WORK TO DO = Write out the records again, exactly, leaving none out.

Pointing dataset excerpts =
━━━━━━━━━━━━━━━━

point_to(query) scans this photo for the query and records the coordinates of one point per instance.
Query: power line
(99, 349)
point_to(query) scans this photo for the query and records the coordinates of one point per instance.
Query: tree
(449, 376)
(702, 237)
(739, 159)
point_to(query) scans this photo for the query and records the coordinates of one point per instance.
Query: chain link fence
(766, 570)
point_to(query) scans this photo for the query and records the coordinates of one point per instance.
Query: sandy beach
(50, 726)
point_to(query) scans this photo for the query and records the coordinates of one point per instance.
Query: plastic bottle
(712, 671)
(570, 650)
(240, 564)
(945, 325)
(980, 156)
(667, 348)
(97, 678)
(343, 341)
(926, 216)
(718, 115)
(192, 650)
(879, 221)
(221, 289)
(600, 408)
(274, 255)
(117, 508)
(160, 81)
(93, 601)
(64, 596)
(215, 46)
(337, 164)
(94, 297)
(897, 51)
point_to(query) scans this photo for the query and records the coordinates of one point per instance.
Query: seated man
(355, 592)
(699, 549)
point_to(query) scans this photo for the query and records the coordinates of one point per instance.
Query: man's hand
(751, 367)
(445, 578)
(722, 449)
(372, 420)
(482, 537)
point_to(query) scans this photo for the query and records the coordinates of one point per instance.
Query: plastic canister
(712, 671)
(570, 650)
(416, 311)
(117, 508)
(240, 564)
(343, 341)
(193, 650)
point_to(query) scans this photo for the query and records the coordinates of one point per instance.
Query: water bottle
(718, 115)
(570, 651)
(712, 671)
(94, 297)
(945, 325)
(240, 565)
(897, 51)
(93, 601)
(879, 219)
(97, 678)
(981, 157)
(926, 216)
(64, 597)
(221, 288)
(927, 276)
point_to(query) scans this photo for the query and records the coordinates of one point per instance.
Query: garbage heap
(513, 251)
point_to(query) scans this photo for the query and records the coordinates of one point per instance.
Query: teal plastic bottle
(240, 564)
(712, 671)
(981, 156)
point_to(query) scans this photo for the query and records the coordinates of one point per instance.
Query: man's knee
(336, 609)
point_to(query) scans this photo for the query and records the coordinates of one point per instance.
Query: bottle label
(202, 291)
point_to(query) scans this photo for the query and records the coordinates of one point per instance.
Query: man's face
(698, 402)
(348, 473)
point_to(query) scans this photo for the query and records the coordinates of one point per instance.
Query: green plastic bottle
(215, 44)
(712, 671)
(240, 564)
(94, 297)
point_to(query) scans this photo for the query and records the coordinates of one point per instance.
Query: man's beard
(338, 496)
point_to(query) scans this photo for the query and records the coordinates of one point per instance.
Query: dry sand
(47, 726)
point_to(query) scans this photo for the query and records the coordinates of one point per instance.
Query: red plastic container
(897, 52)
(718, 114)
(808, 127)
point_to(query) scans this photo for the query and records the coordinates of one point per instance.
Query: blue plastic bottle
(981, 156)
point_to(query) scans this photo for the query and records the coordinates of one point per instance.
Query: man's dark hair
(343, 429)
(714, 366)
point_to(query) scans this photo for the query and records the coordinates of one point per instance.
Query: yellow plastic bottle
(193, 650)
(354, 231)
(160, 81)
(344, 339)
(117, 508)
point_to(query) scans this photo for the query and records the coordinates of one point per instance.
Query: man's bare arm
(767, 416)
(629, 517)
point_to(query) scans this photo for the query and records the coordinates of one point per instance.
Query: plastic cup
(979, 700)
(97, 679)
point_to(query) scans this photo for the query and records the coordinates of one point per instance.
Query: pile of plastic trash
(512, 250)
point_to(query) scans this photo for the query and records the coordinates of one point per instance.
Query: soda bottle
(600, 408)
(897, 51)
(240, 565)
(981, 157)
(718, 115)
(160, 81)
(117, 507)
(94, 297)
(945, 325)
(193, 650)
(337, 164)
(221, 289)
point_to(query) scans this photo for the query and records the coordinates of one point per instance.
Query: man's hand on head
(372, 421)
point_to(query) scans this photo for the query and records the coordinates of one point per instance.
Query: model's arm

━━━━━━━━━━━━━━━━

OUTPUT =
point_to(query) scans this photo for the query and records the coordinates of one point per instance.
Query: power line
(99, 349)
point_to(query) scans this photo for the query and records the coordinates of one point per instance.
Query: tree
(449, 376)
(702, 237)
(739, 159)
point_to(query) scans this photo for the query and records the coordinates of one point per instance.
Query: chain link fence
(766, 570)
point_to(query) scans this photo for the query and records the coordinates of one point per instance.
Query: sandy beach
(50, 726)
point_to(query) scans this photo for the query and records the coordinates of one point per instance.
Query: plastic bottle
(712, 671)
(570, 650)
(240, 564)
(945, 325)
(980, 156)
(667, 348)
(97, 678)
(343, 341)
(926, 216)
(718, 115)
(192, 650)
(879, 221)
(221, 289)
(600, 408)
(274, 255)
(117, 508)
(160, 81)
(93, 601)
(64, 596)
(215, 46)
(337, 164)
(94, 297)
(897, 51)
point_to(query) scans this photo for the query and records the coordinates of one point per instance.
Query: seated man
(355, 592)
(699, 549)
point_to(query) scans this photo for the query and records the coordinates of one point per instance.
Query: man's hand
(751, 367)
(445, 578)
(722, 449)
(372, 420)
(482, 537)
point_to(query) scans this photo for the query and records the coordinates of one point per instance.
Query: plastic canister
(712, 671)
(570, 650)
(416, 311)
(117, 508)
(240, 564)
(343, 341)
(193, 650)
point_to(query) scans this photo for the query and records the coordinates of one point per instance.
Query: water bottle
(718, 115)
(570, 651)
(712, 671)
(94, 297)
(945, 325)
(240, 565)
(897, 51)
(93, 601)
(879, 219)
(97, 678)
(981, 157)
(926, 216)
(64, 597)
(221, 288)
(927, 276)
point_to(query) scans this photo for the query and records the coordinates of one point per instance.
Query: garbage heap
(513, 251)
point_to(query) scans this photo for the query and records the coordinates of one point per instance.
Query: teal plastic bottle
(240, 564)
(712, 671)
(981, 156)
point_to(query) scans this photo for the query and records the coordinates of one point per instance.
Query: man's knee
(336, 609)
point_to(query) scans this photo for the query and records the coordinates of one point per instance.
Query: bottle label
(202, 291)
point_to(query) scans this photo for the query and records the coordinates of one point per instance.
Query: man's face
(698, 402)
(348, 473)
point_to(query) scans this photo for the query and records the coordinates of one point per instance.
Query: green plastic bottle
(215, 44)
(712, 671)
(240, 564)
(94, 297)
point_to(query) scans this photo for the query and records the coordinates of one point per instance.
Query: man's beard
(338, 496)
point_to(query) scans this photo for the query and records the coordinates of one point per instance.
Query: dry sand
(47, 726)
point_to(query) scans this photo for the query and records the coordinates of one point per instance.
Query: red plastic container
(897, 52)
(718, 114)
(808, 127)
point_to(query) scans this photo for the query and records the coordinates of one point per instance.
Query: blue plastic bottle
(981, 156)
point_to(query) scans this photo for the query and records the coordinates of one point per instance.
Query: man's dark hair
(343, 429)
(714, 366)
point_to(query) scans this photo for the query and records the coordinates of one point per instance.
Query: yellow plastic bottle
(193, 650)
(354, 231)
(160, 81)
(344, 339)
(117, 508)
point_to(query) scans this photo for the query and records the coordinates of one point per instance.
Query: man's bare arm
(767, 416)
(629, 517)
point_to(query) scans this photo for the query and records the coordinates of one point per instance.
Query: plastic cup
(979, 700)
(97, 679)
point_to(query) scans this photo for the query and records the coordinates of one point per instance.
Query: pile of plastic trash
(512, 250)
point_to(query) scans this photo for the query and records the coordinates of one point per instance.
Query: soda bottle
(600, 408)
(897, 51)
(240, 565)
(981, 157)
(718, 115)
(160, 81)
(117, 507)
(94, 297)
(945, 325)
(193, 650)
(337, 164)
(221, 289)
point_to(query) scans this photo for the query and records the coordinates of one point per instance.
Query: man's hand on head
(372, 421)
point_to(query) scans this photo for the query and records the coordinates of one point per instance.
Query: model's arm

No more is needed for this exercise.